I've been thinking about this for awhile to understand my multipleness.
First, if I remember right...the conscience lies in the forward part of the brain. This is where humans think, make decisions, is aware, and thrive when awake. The rest of the brain is donated to memory storage, autonomous functions, and subconscious experiences.
With that said, I hope this makes sense...
Prior to the "The Great Awakening"- our conscious acceptance and awareness of our multipledom, the "I" (the body's living singular identity) was a living illusion involuntarily created from early childhood and born out of unawareness. Each of the "Others" (alters) conscious ran through this area (co-conscious) giving the system a single identity in mind and thought. "I" was self-aware as a singleton.
"I" was a unified collaboration of a supposed single self taken as each alters own at the alter's time of presenting. "I" was shared through the Others unknowingly, an endless string of thoughts, ideas, experiences, all linked into a singular life timeline. We silently and anonymously did our tasks like we ever did since birth. Eventually though, we were in voluntary system wide denial which lead to having forgotten our true identity after we began to be aware 35 years ago. "I" chose this because we didn't want to be self-outed as a system... to stay hidden so that we viewed "I" as normal. In other words, we lied to ourselves.
"I" has privately studied psychology for 2 years at the age of 15 ("I" has/had smarts- all honour courses in school w/3.6 GPA, grad top 1/4 class of 300) in a personal quest of figuring out what was wrong with "I", then at college. All in all, "I" put in several years of study- but not a pro...just got know. (Guess who!) lol.
Through this collective thinking, "I" acknowledged that something was "off". Silently suffering, "I" experienced different head voices, changing ideas and perceptions, an ever changing head voice, missing/jumbled memories, DP/DR, time jumps, dissociation, emotional breakdowns, changing personality traits, altering likes/dislikes,...

= STUDY MATERIAL =
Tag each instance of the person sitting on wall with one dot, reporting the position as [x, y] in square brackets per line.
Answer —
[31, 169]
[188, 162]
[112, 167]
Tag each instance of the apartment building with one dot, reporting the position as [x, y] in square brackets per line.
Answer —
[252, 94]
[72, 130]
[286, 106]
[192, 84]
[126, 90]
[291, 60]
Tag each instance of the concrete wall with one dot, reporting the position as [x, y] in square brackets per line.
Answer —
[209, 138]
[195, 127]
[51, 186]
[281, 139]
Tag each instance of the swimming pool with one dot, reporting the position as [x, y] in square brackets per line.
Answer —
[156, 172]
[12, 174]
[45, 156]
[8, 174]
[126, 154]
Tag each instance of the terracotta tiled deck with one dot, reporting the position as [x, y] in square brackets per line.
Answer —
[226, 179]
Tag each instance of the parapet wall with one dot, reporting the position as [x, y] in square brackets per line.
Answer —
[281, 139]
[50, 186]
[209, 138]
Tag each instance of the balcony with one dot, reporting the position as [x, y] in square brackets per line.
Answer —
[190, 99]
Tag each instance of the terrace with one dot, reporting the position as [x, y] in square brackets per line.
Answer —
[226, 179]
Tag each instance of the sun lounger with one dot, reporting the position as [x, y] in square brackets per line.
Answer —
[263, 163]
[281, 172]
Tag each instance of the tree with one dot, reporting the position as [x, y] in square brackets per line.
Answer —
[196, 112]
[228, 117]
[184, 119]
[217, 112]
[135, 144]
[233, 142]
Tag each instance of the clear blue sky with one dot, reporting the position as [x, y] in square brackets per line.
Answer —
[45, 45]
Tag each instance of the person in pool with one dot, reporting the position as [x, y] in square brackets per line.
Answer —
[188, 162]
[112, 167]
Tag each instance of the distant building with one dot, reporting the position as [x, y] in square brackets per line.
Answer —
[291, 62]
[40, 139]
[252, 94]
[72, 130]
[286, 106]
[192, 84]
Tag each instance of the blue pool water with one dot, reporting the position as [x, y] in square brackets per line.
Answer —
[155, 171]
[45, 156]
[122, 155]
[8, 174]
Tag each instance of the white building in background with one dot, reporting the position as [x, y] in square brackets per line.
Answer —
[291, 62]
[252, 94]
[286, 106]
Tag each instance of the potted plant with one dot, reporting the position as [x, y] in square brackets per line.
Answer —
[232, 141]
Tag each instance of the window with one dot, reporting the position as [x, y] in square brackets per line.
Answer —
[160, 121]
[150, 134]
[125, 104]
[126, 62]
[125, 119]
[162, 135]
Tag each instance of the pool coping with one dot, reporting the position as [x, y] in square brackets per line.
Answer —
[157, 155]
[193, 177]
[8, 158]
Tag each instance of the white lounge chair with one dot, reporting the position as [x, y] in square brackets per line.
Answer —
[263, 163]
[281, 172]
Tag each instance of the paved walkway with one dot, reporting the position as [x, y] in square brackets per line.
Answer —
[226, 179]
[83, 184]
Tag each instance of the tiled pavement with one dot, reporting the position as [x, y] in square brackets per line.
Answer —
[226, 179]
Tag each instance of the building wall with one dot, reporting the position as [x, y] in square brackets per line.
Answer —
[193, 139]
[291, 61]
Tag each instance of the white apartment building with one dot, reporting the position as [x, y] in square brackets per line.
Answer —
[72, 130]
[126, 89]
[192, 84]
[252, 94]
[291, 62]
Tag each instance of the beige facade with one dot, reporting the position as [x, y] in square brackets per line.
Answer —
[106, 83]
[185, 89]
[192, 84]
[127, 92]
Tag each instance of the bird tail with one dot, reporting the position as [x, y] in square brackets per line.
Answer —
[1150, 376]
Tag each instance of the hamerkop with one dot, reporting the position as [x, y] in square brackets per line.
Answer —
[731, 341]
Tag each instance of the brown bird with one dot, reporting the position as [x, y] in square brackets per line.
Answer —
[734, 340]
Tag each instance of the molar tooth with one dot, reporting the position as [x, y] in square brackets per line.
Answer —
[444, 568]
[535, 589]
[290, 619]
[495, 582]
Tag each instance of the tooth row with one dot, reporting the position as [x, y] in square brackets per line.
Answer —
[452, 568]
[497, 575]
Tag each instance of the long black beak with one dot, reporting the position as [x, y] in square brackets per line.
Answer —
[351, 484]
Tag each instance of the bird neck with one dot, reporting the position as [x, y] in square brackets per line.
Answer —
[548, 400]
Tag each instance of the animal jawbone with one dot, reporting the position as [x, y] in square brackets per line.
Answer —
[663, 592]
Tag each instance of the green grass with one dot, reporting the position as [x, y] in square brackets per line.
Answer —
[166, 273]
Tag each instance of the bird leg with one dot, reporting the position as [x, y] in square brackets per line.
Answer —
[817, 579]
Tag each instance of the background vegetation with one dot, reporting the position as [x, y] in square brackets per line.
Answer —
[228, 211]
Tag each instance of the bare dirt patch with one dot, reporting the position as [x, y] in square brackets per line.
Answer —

= EXERCISES TO COMPLETE =
a - List every function that the account of multiplicity assigns to the part of the brain outside its forward region.
b - Carry the account of multiplicity forward from its final line, keeping its first-person voice and its use of "I" in quotation marks.

= ANSWERS TO THE EXERCISES =
a - memory storage, autonomous functions, subconscious experiences

b -
"I" lived as an alcoholic/addict hoping to "accidentally" die, drifting from one wanton life to another over compensating in efforts of numbing the inner turmoil. "I" looked inward every now and then, but the cloud of denial hang thick and had a stomach turning/churning affect to dis-sway further investigation. "I" was confused and knew it felt/was different and couldn't put a finger on it, but continued to live on in markedly less than ignorant bliss, wondering....
"The Great Awakening"...
One night a year ago....the term "multiple personality" was uttered which triggered an extremely vivid flashback to the moment of agreed system denial umpteen years ago. The agony and pain of living for so many years led to an exasperated instantaneous system wide rejection of the denial pact. We literally lurched out of our chair, wide eyed as the curtain of darkness began to fall. All hell then broke loose (as you all unfortunately got to watch through the past year) as we came out of the fog dazed and confused...aware. (Sorry...but thank you for putting up with it!).
Let the body snatching begin as we fought over control. We eventually have worked out a system for co-existence in fairness, but it's as life dictates which some can influence and control in their favor which creates a jealous rivalry which then leads to conflict....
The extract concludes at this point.